TEXT:
Zaltzberg went to Jewish socially progressive or “lefty” summer camps. She attended Evander Childs High School in the Bronx, and was in the American Student Union, a national left-wing organization usually for college students.

== Personal life ==

In 1947/1948 she married Alex Zaltzberg, a social worker and World War II veteran. They had two children, Ellen, born in 1949, and Harry, born in 1953. They lived in West Harlem and Marble Hill, Manhattan, until 1957, when they moved to Croton, New York. Croton was home to many left-wing artists, and the family participated in many protests, including picketing the Woolworths in Ossining after the Greensboro sit-ins at a Woolworth's store. Zaltzberg would also bring her daughter Ellen to many protests, including the March on Washington. Zaltzberg and her husband separated in 1969.

== Career ==

After Lorraine Hansberry died in 1965, her former husband Robert Nemiroff became the executor of her estate and was looking for a secretary. He hired Zaltzberg in 1966, and soon Zaltzberg was assisting with organizing Hansberry’s archive.

=== To Be Young, Gifted and Black ===

Her first major project with Nemiroff was adapting Hansberry’s writings for a WBAI radio documentary, To Be Young, Gifted and Black, which aired in 1967. They then adapted Hansberry’s writing into the play To Be Young, Gifted and Black. The play ran off-Broadway in 1969, receiving good reviews, and a subsequent tour went into the south and to all-black schools. Zaltzberg herself adapted the one-woman version.

=== Les Blancs ===

In 1970, Zaltzberg worked with Nemiroff to bring Hansberry’s last play, Les Blancs, to Broadway. Billed as the script associate, she worked with Nemiroff to finish the play, using incomplete drafts. The play was heavily criticized and closed after 40 performances but it received two Tony Award nominations for Best Costume Design and Best Featured Actress. It also won a Drama Desk Award for Outstanding Performance for James Earl Jones.

=== Mayfair Theatre ===

In the early 1970s, Zaltzberg also worked as the general manager of the Mayfair Theatre, a Yiddish theatre company in the Mayfair Hotel in midtown. Since Zaltzberg knew Yiddish, she brought in audiences from the surrounding areas.

=== Raisin ===

Soon after Hansberry died, Nemiroff chose a treatment for a musical version of Raisin from composer Judd Woldin and lyricist Robert Brittan. It then took seven years to get the interest and backing from producers. The musical had its pre-Broadway opening at D.C.’s Arena Stage in the spring of 1973. After another pre-Broadway tryout in Philadelphia, the show opened on Broadway on October 18, 1973.

USING THE INFORMATION:
1 - In the text, what reason explains how Zaltzberg brought in audiences from the surrounding areas as general manager of the Mayfair Theatre?
2 - Reproduce the part of the text between "In 1947/1948 she" and "separated in 1969.", inclusive.

EXCERPTED RECORDS:
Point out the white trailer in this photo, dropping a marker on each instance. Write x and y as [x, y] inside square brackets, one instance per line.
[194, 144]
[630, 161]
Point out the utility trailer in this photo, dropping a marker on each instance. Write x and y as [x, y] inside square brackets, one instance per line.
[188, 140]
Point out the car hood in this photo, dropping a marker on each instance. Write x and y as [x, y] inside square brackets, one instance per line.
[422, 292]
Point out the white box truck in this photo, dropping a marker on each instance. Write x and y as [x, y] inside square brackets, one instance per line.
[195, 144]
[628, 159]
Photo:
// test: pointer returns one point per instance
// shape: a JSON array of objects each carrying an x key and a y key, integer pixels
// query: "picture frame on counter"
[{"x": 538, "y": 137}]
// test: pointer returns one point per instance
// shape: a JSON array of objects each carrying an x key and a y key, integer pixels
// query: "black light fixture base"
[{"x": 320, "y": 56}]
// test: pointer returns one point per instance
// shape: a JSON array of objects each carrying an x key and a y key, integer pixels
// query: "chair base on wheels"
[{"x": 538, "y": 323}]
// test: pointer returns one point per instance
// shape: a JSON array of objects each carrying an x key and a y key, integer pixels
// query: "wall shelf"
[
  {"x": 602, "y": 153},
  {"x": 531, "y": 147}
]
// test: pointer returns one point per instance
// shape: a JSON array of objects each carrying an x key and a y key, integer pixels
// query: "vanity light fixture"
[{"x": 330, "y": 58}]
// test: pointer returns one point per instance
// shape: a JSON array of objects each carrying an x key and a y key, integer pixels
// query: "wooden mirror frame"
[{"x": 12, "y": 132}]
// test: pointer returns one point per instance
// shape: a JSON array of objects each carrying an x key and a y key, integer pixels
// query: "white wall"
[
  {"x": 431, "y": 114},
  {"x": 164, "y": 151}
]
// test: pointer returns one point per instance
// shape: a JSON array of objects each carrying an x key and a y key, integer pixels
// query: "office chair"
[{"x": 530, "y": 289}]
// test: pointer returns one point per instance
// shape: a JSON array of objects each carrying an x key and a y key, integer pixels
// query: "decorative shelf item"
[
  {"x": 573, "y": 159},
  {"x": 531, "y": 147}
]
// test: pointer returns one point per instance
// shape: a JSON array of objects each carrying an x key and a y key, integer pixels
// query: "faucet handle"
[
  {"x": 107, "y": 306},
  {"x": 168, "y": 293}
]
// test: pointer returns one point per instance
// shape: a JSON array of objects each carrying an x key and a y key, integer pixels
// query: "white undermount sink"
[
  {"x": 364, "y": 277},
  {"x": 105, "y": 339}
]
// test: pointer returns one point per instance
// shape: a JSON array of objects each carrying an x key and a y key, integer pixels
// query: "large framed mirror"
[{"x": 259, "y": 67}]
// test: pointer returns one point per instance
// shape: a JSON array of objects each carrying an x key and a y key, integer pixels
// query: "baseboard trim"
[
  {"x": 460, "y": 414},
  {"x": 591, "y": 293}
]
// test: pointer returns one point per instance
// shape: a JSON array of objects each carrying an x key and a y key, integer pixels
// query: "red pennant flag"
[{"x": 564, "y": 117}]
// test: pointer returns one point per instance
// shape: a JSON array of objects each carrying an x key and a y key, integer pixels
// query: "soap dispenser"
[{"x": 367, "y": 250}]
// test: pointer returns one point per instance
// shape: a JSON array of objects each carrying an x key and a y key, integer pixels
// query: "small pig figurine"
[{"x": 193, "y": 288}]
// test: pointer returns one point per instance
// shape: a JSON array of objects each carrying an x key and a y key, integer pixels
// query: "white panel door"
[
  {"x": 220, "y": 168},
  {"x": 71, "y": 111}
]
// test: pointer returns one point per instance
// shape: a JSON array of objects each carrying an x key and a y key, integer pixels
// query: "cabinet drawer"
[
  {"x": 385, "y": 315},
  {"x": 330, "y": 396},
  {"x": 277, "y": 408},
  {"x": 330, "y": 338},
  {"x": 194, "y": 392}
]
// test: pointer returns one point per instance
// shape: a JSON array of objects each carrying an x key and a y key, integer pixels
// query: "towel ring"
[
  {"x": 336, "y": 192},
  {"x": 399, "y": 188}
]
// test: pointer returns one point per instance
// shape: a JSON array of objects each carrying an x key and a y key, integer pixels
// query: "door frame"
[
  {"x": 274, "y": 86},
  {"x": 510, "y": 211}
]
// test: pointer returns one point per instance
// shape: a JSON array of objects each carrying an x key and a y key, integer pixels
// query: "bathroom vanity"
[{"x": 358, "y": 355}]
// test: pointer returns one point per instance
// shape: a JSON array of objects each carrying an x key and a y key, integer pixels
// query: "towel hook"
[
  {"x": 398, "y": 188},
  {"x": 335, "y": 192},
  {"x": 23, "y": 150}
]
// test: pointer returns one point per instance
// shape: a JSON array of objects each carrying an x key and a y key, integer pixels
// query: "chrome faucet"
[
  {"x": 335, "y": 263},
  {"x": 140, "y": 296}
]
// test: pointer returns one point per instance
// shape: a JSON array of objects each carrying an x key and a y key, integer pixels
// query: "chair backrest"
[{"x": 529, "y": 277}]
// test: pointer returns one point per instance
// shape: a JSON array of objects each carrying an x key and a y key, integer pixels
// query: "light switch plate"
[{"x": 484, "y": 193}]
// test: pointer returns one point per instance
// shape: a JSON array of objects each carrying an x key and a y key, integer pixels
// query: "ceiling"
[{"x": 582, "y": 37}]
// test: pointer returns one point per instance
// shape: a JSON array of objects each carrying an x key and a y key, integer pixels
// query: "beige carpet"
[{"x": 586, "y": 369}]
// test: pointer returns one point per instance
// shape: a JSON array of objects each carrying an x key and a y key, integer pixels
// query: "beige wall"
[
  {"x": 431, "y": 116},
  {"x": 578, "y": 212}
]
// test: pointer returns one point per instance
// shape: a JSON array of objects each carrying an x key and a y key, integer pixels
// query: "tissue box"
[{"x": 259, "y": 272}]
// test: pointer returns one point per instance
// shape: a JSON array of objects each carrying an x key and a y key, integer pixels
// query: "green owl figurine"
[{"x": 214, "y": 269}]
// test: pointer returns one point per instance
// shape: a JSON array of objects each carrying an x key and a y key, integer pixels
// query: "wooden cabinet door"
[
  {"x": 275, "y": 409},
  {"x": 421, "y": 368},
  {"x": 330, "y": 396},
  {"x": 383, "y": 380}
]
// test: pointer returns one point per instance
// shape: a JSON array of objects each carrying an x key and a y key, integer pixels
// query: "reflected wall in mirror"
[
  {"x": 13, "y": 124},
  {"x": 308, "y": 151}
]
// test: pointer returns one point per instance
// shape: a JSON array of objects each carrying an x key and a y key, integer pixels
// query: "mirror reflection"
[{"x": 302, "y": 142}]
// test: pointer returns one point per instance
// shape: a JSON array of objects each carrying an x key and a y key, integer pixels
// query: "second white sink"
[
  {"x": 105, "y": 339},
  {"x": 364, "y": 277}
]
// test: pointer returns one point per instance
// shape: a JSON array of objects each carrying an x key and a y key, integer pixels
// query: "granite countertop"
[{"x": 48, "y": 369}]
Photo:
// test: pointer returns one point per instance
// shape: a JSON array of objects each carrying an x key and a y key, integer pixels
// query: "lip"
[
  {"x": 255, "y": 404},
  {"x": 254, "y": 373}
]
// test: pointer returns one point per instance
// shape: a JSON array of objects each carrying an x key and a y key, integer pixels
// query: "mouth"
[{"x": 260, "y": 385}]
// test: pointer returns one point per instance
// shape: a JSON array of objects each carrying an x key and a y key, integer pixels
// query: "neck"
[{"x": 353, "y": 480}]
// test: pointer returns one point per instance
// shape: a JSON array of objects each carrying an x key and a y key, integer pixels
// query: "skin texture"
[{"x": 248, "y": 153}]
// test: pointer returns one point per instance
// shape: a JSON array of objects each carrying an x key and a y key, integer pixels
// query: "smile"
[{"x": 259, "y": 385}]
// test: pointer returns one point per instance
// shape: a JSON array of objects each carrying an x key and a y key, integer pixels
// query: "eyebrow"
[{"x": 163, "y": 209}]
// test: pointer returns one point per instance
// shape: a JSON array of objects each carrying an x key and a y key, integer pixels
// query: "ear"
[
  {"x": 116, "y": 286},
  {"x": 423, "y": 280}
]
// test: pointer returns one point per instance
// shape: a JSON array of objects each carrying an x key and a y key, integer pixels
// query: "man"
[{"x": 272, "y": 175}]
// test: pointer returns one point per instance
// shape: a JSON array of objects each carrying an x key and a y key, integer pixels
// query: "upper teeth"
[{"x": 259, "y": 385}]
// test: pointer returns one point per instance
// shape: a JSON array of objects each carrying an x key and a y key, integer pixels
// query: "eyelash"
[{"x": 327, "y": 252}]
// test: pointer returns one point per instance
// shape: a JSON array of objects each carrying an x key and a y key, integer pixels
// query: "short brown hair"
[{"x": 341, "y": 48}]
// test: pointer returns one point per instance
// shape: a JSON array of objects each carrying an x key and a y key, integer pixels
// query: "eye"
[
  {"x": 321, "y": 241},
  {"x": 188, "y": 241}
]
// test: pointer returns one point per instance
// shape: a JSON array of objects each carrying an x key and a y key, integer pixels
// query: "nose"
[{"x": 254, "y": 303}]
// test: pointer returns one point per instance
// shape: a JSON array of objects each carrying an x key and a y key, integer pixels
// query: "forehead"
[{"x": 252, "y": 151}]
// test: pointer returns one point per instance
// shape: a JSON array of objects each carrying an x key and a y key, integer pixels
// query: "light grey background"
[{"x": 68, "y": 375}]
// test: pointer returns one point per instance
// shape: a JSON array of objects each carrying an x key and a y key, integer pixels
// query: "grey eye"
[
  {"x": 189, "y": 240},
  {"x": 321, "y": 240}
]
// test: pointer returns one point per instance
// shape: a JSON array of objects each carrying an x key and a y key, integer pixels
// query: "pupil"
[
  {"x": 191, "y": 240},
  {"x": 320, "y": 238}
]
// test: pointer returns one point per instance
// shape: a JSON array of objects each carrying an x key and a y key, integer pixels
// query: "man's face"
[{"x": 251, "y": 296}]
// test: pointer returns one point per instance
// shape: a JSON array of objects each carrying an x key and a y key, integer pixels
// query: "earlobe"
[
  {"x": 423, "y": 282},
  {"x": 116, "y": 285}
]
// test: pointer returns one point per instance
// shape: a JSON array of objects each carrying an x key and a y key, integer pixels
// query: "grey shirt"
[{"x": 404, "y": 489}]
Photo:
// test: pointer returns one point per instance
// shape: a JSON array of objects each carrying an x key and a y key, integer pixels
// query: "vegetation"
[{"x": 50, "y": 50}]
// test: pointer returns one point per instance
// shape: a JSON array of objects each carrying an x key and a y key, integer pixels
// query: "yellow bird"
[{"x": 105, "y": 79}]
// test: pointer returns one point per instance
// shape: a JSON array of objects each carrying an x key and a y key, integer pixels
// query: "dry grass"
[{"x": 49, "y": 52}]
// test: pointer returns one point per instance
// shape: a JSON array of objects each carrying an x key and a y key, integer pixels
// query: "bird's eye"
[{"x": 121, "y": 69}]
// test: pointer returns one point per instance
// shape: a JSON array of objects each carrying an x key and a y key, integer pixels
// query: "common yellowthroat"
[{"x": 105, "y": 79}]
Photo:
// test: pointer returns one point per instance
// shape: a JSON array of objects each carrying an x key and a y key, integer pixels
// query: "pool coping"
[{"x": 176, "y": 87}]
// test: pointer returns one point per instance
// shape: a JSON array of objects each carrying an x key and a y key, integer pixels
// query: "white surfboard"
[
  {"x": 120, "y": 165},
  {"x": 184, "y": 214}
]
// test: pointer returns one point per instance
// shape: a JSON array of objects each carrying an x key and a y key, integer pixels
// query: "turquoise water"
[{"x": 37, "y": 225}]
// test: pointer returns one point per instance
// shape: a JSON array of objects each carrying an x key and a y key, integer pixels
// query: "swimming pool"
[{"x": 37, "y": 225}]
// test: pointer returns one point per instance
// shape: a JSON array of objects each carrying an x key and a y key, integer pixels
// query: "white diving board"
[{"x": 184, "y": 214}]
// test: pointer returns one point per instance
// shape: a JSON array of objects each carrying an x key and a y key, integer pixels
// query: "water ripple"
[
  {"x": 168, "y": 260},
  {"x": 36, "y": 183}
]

WRITTEN ANSWERS:
1 - She knew Yiddish, and the Mayfair Theatre was a Yiddish theatre company. That let her draw audiences from the surrounding areas.

2 -
In 1947/1948 she married Alex Zaltzberg, a social worker and World War II veteran. They had two children, Ellen, born in 1949, and Harry, born in 1953. They lived in West Harlem and Marble Hill, Manhattan, until 1957, when they moved to Croton, New York. Croton was home to many left-wing artists, and the family participated in many protests, including picketing the Woolworths in Ossining after the Greensboro sit-ins at a Woolworth's store. Zaltzberg would also bring her daughter Ellen to many protests, including the March on Washington. Zaltzberg and her husband separated in 1969.